WRITTEN PROBLEM: Omit images. Retype all entries verbatim.

TASK INPUT:
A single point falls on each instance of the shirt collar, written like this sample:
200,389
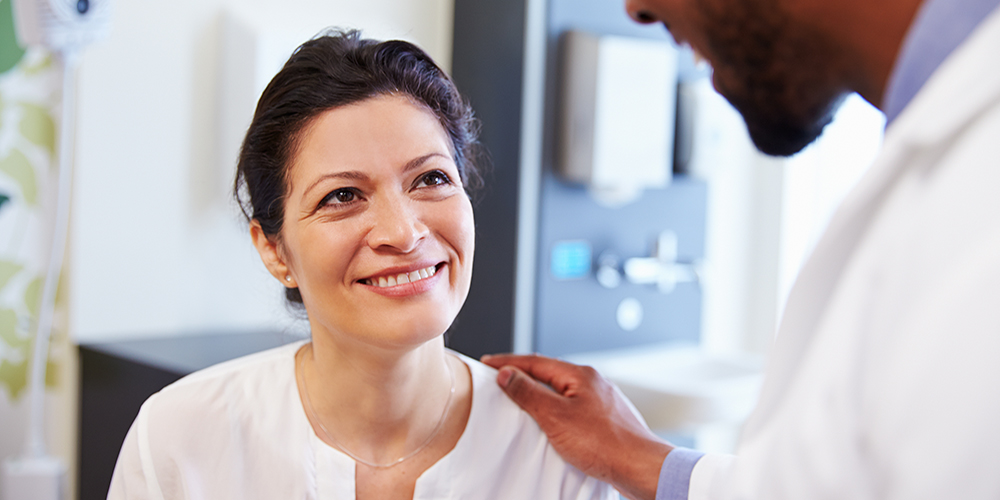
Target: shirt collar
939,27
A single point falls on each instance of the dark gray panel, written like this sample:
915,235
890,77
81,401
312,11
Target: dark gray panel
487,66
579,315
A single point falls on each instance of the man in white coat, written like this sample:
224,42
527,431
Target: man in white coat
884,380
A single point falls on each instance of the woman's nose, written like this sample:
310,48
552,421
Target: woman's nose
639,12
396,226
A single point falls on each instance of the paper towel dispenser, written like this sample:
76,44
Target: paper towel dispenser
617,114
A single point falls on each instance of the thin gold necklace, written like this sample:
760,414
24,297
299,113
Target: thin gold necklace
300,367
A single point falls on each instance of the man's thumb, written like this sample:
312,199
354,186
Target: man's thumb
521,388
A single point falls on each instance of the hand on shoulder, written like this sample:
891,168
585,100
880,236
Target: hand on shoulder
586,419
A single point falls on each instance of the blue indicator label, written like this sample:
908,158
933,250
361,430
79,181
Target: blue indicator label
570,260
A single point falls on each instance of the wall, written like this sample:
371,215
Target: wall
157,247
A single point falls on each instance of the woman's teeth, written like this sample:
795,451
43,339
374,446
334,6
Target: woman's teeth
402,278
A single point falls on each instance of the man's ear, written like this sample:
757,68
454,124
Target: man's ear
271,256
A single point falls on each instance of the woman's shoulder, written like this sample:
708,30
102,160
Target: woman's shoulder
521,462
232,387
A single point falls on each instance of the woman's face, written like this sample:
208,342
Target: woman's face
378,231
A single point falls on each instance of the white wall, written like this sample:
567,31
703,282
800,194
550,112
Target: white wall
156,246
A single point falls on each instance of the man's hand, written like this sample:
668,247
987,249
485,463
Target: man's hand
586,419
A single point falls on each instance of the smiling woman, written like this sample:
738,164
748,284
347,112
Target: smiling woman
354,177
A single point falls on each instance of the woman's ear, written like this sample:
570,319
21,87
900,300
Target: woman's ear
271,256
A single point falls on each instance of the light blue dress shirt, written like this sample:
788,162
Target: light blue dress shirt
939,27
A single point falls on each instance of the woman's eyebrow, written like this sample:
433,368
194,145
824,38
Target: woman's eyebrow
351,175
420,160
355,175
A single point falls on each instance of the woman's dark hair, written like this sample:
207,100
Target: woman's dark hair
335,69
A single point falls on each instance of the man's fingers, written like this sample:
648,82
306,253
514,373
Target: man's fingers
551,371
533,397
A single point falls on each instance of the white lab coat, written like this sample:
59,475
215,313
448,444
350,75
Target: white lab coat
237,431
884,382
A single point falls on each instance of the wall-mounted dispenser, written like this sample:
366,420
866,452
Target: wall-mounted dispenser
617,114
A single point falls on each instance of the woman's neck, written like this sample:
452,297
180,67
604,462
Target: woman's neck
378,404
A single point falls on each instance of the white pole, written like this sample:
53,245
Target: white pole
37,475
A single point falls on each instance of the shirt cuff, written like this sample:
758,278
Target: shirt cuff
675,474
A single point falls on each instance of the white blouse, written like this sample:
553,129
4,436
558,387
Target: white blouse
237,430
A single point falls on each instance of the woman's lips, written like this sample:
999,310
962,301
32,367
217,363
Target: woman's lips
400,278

RIGHT ANSWER:
A single point falls on each instance of the shirt collar, written like this sample:
200,389
Target: shirt collar
939,27
A single point falls on each instance of the dark gray panel, written like this sample:
915,235
890,77
81,401
312,11
Target: dark gray panel
487,66
579,315
A single point falls on each instance of the man in white coat, written like this sample:
224,42
527,431
Target: man in white coat
884,380
A single point falls on each instance of the woman's nose, written like this sample:
310,48
552,421
Target: woman's nose
639,12
396,226
A single point falls on each instance of the paper towel dispenser, written like this sample:
76,44
Target: paper towel dispenser
617,114
A single point falls on each instance of the thin gold necklace, written like this sample:
760,414
24,297
299,113
Target: thin gold necklace
300,367
A single point falls on each instance of the man's thumb, written like this sample:
312,199
354,186
Target: man's thumb
521,388
A single point falls on each instance of the hand on shoulder, written like this sample:
891,168
585,100
880,236
Target: hand on shoulder
586,419
A single point falls on each instance of the blue indicator label, written like this sample:
908,158
933,250
361,430
79,181
Target: blue indicator label
570,260
A single point falls on each instance of the wall, written like this sample:
371,215
Target: wall
157,247
A single point falls on each instance of the woman's teeth, written like this sample:
795,451
43,339
374,446
334,6
Target: woman's teeth
402,278
A single point falls on each instance of the man's ear, written like this sample:
757,68
454,124
Target: man's ear
271,256
A single point falls on each instance of the woman's shoulder, written like this sample:
708,30
102,160
Target: woman's shoulder
521,462
232,387
A single point falls on each instance of the woman's face, written like this sample:
208,342
Target: woman's face
378,231
A single point falls on each instance of the white wall, written like this sample:
567,31
703,282
800,194
550,112
Target: white wall
156,246
A single point falls on each instance of the man's hand, written like this sample:
668,247
987,249
485,463
Target: man's hand
586,419
A single point falls on each instance of the smiling woman, written like this sample:
738,164
748,284
347,112
Target: smiling woman
354,177
A single point falls on each instance of the woman's ear, written like this sample:
570,319
21,87
900,300
Target: woman's ear
271,256
A single point falls on each instance of the light blue dress shirt, written like this sample:
788,162
Target: light blue dress shirt
939,27
A single point falls on each instance of the woman's eyebrow, written like this sample:
433,368
194,145
824,38
Target: woman's eyebrow
351,175
420,160
355,175
A single point falls on each instance of the woman's dark hair, written like this sample:
207,100
Target: woman's dark hair
335,69
A single point falls on each instance of the man's fingers, written like this sample:
648,82
306,253
514,373
Target: man's fingers
551,371
533,397
A single point falls on each instance of the white lab coat, written like this sample:
59,475
215,313
448,444
350,75
Target: white lab coat
237,431
884,382
A single point falls on each instance of the wall-mounted dispenser, written like this sample:
366,420
866,452
Target: wall-mounted dispenser
617,114
A single point falls on each instance of the woman's neck, written like this sample:
452,297
180,67
604,462
Target: woman's neck
378,404
A single point falls on each instance of the white pole, written like this sample:
53,245
Target: white pole
37,475
A single point falls on each instance of the shirt cuff, written like this sample:
758,278
Target: shirt cuff
675,474
A single point falls on each instance of the white blouse, written like this sample:
553,129
4,436
558,387
Target: white blouse
237,430
A single point falls on each instance of the woman's lips, written like this sample:
999,310
962,301
32,367
217,363
Target: woman's lips
400,278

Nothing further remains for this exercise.